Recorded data
---+---
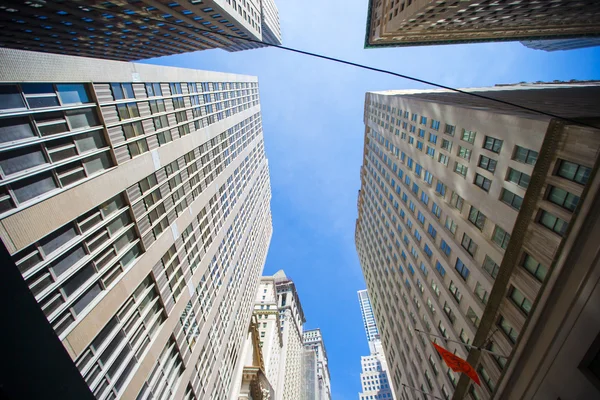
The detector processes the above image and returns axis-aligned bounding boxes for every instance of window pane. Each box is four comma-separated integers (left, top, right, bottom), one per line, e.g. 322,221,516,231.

22,83,54,95
0,145,47,176
0,85,26,111
40,224,77,256
0,117,35,143
57,84,89,105
111,83,124,100
72,283,102,315
123,84,135,99
75,131,106,153
51,244,86,277
12,172,57,203
63,263,95,296
83,152,112,175
66,109,99,130
27,96,60,109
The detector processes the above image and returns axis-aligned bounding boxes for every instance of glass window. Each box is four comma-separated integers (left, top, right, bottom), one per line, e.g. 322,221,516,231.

507,168,530,189
461,129,476,144
455,258,470,280
0,85,26,111
499,316,519,343
450,191,464,211
483,256,500,279
556,159,591,185
475,281,489,304
539,210,568,236
461,233,477,257
492,226,510,249
457,146,471,161
513,145,538,165
444,124,455,136
509,286,532,315
474,173,491,192
547,186,579,212
500,189,523,210
522,254,547,282
66,109,99,130
57,84,89,105
478,155,496,173
454,162,468,178
468,207,486,230
75,131,106,153
483,136,503,153
0,145,47,176
12,172,57,203
83,152,112,176
0,117,35,143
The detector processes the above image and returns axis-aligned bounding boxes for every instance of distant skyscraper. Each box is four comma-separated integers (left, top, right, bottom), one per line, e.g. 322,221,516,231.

358,288,380,349
0,0,282,61
302,328,332,400
0,48,273,400
273,270,306,400
521,37,600,51
364,0,600,48
357,290,396,400
356,82,600,399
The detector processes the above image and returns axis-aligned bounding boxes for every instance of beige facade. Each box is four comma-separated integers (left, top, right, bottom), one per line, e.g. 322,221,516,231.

273,269,307,400
0,0,281,61
355,82,600,400
0,49,272,400
302,329,332,400
364,0,600,48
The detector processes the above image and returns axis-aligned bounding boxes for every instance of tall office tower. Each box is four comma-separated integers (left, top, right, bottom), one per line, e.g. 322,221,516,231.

231,275,284,398
273,269,306,400
364,0,600,48
358,288,381,351
521,37,600,52
357,290,396,400
0,0,282,61
302,329,332,400
355,82,600,400
359,342,396,400
0,48,273,400
260,0,283,46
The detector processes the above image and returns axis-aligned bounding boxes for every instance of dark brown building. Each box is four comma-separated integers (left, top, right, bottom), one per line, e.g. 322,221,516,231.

365,0,600,48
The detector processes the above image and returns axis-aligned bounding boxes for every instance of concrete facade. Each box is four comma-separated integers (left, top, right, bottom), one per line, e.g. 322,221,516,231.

355,82,600,400
273,269,306,400
364,0,600,48
358,290,396,400
302,328,332,400
0,0,282,61
0,48,273,400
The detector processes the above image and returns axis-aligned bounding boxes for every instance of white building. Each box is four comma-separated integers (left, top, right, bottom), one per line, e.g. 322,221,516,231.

274,270,306,400
260,0,283,45
358,290,397,400
303,328,332,400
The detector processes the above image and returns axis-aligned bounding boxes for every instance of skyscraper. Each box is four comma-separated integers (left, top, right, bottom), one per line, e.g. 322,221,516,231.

521,37,600,52
358,288,380,349
273,269,306,400
357,290,396,400
0,48,273,400
302,328,332,400
0,0,282,61
364,0,600,48
355,82,600,399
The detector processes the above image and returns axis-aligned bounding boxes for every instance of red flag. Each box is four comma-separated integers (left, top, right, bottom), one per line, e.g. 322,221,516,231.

432,342,481,385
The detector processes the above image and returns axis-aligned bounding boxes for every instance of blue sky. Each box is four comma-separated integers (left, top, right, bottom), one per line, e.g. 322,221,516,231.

144,1,600,398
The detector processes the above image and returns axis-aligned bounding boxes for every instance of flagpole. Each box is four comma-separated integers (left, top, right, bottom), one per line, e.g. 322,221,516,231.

414,328,508,358
401,383,445,399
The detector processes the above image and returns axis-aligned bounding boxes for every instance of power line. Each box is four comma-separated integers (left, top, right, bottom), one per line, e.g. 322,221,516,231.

78,2,600,130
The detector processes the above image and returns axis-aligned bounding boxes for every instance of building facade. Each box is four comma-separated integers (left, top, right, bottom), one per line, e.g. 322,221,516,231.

358,288,381,350
273,270,306,400
521,37,600,52
364,0,600,48
302,328,332,400
355,82,600,400
357,290,396,400
0,0,282,61
0,48,273,400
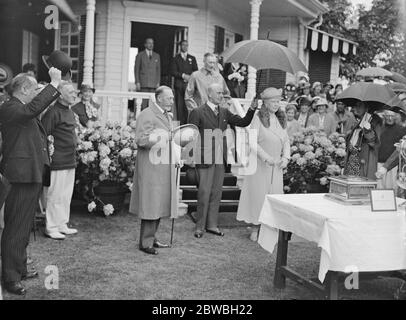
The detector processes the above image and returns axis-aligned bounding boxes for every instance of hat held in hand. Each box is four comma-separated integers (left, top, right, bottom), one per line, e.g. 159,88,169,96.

42,50,72,81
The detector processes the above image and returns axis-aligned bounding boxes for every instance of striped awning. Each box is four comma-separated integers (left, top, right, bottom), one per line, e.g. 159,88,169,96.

306,26,358,56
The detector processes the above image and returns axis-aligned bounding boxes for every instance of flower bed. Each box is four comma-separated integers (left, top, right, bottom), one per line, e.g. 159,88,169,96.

75,120,137,216
283,127,347,194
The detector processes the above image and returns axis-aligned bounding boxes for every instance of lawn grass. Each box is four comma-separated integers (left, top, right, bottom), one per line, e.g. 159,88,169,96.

0,209,403,300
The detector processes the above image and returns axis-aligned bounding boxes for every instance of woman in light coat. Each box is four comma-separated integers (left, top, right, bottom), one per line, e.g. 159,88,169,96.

237,88,290,241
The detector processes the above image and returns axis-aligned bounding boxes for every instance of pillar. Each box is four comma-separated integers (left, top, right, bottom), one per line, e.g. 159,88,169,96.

82,0,96,86
246,0,263,100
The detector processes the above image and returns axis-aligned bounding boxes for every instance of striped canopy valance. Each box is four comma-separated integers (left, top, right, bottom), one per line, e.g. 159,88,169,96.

306,26,358,56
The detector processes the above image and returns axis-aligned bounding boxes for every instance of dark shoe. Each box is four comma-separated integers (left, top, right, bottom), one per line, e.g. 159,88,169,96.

22,270,39,280
194,230,204,238
206,229,225,236
3,281,26,295
153,241,171,248
139,247,158,255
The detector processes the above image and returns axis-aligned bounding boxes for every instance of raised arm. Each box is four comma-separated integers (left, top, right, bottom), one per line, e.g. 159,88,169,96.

0,84,60,124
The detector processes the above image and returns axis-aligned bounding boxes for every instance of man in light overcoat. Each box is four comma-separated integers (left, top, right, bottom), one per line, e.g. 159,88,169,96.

129,86,178,255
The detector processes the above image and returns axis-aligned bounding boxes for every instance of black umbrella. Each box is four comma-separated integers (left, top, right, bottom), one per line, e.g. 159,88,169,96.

336,82,401,111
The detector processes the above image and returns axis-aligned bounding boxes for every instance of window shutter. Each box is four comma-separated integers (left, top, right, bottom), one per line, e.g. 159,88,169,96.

214,26,225,54
309,50,332,84
234,33,243,43
256,40,287,94
78,14,86,85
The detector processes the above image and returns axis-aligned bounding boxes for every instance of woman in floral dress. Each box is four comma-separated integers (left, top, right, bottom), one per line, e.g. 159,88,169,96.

237,88,291,241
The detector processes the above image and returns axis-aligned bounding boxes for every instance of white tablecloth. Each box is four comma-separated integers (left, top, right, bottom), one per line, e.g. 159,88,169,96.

258,193,406,282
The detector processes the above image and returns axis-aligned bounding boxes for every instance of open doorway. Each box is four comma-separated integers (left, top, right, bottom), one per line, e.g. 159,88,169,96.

128,21,188,90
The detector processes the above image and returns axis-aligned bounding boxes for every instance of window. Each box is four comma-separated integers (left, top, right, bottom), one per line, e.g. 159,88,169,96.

56,19,81,83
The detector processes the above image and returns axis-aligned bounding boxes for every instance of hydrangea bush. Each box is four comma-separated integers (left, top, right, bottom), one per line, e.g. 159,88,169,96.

283,127,347,194
75,120,137,216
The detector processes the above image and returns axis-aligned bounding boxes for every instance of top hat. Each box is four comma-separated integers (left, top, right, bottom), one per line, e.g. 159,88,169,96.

79,83,95,93
42,50,72,81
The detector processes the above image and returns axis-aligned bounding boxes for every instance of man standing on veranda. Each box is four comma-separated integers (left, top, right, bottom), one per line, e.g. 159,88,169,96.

129,86,179,255
0,68,61,295
41,81,78,240
134,38,161,110
185,52,230,112
170,40,198,125
188,83,257,238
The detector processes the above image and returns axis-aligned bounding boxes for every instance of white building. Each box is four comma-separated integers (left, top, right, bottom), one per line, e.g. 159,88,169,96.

0,0,358,122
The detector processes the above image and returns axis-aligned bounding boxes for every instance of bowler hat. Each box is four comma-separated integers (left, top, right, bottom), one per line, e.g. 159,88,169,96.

172,124,199,148
42,50,72,81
---+---
EXERCISE OBJECTIVE: Print the line containing "instance of bowler" and every line after it to the end of the records above, exactly as written, and nothing else.

EXERCISE OUTPUT:
The detector processes the above image and returns axis-aligned bounding boxes for every instance of bowler hat. Each box is four comma-separated integers (left, top, right, bottom), one per line, e.g. 159,88,169,96.

172,124,199,148
42,50,72,81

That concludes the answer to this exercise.